Task to carry out:
Could you reproduce the listing below word for word, every line included?

Stored records:
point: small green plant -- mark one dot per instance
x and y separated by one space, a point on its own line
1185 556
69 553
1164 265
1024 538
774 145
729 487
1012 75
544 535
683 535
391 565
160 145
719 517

Exercise response:
point: small green plant -- mark one dot per instance
x and y separated by one space, a point on its own line
1185 556
69 553
1164 265
1024 538
774 145
729 487
1012 75
544 535
683 535
391 565
160 145
719 517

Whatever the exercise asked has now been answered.